◆ Problems and tasks:
1. Do these statements agree with the court opinion below? (a) Bratton filed his proof of claim before the bar date. (b) Bratton was represented at the hearing on Yoder's application. (c) A creditor's knowledge that the debtor is being reorganized takes the place of mailing notice of a bar date. Answer each with yes or no, and quote the deciding words of the opinion.
2. Can you duplicate the part of the court opinion below that begins at the words "CourtU.S. Court of" and stops after "Ohio, for defendant-appellee."?

◆ Passage provided:
==============================

Yoder Co., In re

Citation758 F.2d 1114
Decision Date02 April 1985
Docket NumberNo. 84-3138,84-3138
PartiesBankr. L. Rep. P 70,358, 18 Fed. R. Evid. Serv. 547 In re The YODER COMPANY, Debtor. Mark S. BRATTON, Plaintiff-Appellant, v. The YODER COMPANY, Defendant-Appellee.
CourtU.S. Court of Appeals — Sixth Circuit

Alexander Jurczenko (argued), Agopian & Jurczenko, Cleveland, Ohio, for plaintiff-appellant.

Michael J. Hartigan, Jr., Squire, Sanders & Dempsey, John C. Parks (argued), Cleveland, Ohio, for defendant-appellee.

Before KENNEDY and CONTIE, Circuit Judges, and HILLMAN, District Judge. *

CORNELIA G. KENNEDY, Circuit Judge.

In this Chapter 11 proceeding the Bankruptcy Court, 29 B.R. 299, affirmed by the District Court, held that Mark S. Bratton's products liability claim for the loss of four fingers was barred for failure to timely file a proof of claim. Bratton contends that his claim should not be barred because he did not receive notice of the latest date for filing proofs of claim.

In 1981, Yoder filed a petition requesting relief under Chapter 11 of the Bankruptcy Code. At that time Bratton's products liability suit against Yoder was pending in a Michigan state court. Bratton's claim was listed as a "contingent, unliquidated and disputed" claim in the amended schedule of assets and liabilities filed by Yoder. The Bankruptcy Court issued an order setting July 13, 1981 at the last date for creditors to file proofs of claim against Yoder (the "bar date").

Bratton filed a proof of claim on March 15, 1982, about eight months after the bar date. Yoder applied to the Bankruptcy Court for an order expunging certain products liability claims, including Bratton's. Following a hearing on Yoder's application, at which Bratton was represented, the Bankruptcy Court found that Bratton had been sent sufficient notice of the bar date and that Bratton's failure to file timely proof of claim was not due to excusable neglect. Bratton's claim was therefore barred. The District Court affirmed, and Bratton appeals.

Rule 3001 of the Interim Bankruptcy Rules (which are applicable to this proceeding) provides that: "A proof of claim may be filed at any time prior to the approval of the disclosure statement unless a different time is fixed by the court on notice as provided in Rule 2002." Interim Bankruptcy Rule 2002 provides that "the clerk of the bankruptcy court shall give notice by mail to the debtor, all creditors, equity security holders and indenture trustees of ... the time allowed for filing claims pursuant to Rule 3001." It is undisputed that Bratton's proof of claim was filed after the court-ordered bar date but before approval of the disclosure statement. The remaining question is whether notice of the bar date was sent to Bratton. A creditor's knowledge that a reorganization of the debtor is taking place does not substitute for mailing notice of a bar date. New York v. New York, New Haven & Hartford Railroad Co., 344 U.S. 293, 73 S.Ct. 299, 97 L.Ed. 333 (1953).

==============================

◆ Supplied material:
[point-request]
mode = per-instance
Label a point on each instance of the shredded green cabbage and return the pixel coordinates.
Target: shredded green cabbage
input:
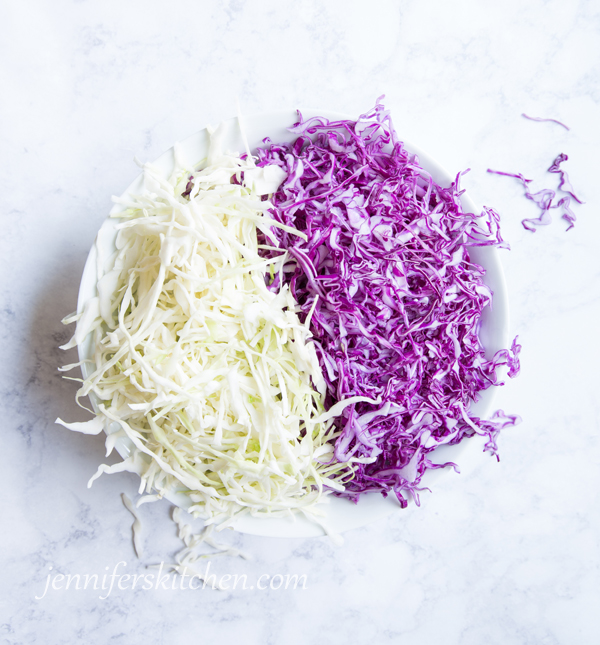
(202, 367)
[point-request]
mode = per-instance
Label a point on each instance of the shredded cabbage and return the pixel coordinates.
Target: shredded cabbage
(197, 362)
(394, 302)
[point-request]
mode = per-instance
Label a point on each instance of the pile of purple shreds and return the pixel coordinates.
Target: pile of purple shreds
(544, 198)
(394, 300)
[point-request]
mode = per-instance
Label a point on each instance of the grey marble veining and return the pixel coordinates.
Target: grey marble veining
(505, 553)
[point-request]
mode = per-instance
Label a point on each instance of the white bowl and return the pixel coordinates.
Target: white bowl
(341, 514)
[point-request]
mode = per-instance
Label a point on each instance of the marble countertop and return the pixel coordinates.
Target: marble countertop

==============================

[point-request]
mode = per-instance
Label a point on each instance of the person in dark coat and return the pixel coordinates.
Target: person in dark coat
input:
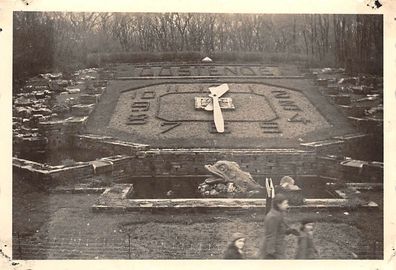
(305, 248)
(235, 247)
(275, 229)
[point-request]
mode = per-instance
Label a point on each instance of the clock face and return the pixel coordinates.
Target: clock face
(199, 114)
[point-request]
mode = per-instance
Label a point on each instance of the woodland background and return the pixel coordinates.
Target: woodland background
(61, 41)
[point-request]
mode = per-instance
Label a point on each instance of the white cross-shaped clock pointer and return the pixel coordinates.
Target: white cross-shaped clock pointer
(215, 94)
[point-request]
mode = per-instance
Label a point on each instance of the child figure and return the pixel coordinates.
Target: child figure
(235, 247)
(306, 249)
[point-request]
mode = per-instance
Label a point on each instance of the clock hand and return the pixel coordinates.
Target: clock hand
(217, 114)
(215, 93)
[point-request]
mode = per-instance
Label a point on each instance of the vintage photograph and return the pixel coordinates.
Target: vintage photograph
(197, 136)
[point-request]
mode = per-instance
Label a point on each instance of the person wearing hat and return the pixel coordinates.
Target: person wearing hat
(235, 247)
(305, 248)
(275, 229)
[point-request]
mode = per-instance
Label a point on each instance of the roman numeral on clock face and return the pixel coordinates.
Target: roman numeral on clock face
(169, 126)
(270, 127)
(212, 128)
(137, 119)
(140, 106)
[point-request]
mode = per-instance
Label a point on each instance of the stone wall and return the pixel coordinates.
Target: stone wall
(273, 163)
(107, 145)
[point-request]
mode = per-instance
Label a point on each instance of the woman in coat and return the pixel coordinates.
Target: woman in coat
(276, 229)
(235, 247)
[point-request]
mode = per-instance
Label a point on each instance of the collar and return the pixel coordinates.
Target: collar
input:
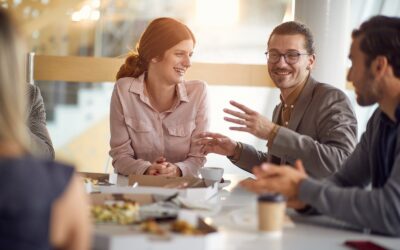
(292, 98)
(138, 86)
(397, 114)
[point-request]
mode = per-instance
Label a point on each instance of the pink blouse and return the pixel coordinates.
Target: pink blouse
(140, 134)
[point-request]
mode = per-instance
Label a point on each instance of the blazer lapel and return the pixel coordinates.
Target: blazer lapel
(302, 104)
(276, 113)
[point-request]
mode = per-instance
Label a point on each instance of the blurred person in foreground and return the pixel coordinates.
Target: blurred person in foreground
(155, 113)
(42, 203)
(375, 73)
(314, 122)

==============================

◆ Exercise responses:
1.
(a) No: "Bratton filed a proof of claim on March 15, 1982, about eight months after the bar date."
(b) Yes: "Following a hearing on Yoder's application, at which Bratton was represented"
(c) No: "A creditor's knowledge that a reorganization of the debtor is taking place does not substitute for mailing notice of a bar date."

2.
CourtU.S. Court of Appeals — Sixth Circuit

Alexander Jurczenko (argued), Agopian & Jurczenko, Cleveland, Ohio, for plaintiff-appellant.

Michael J. Hartigan, Jr., Squire, Sanders & Dempsey, John C. Parks (argued), Cleveland, Ohio, for defendant-appellee.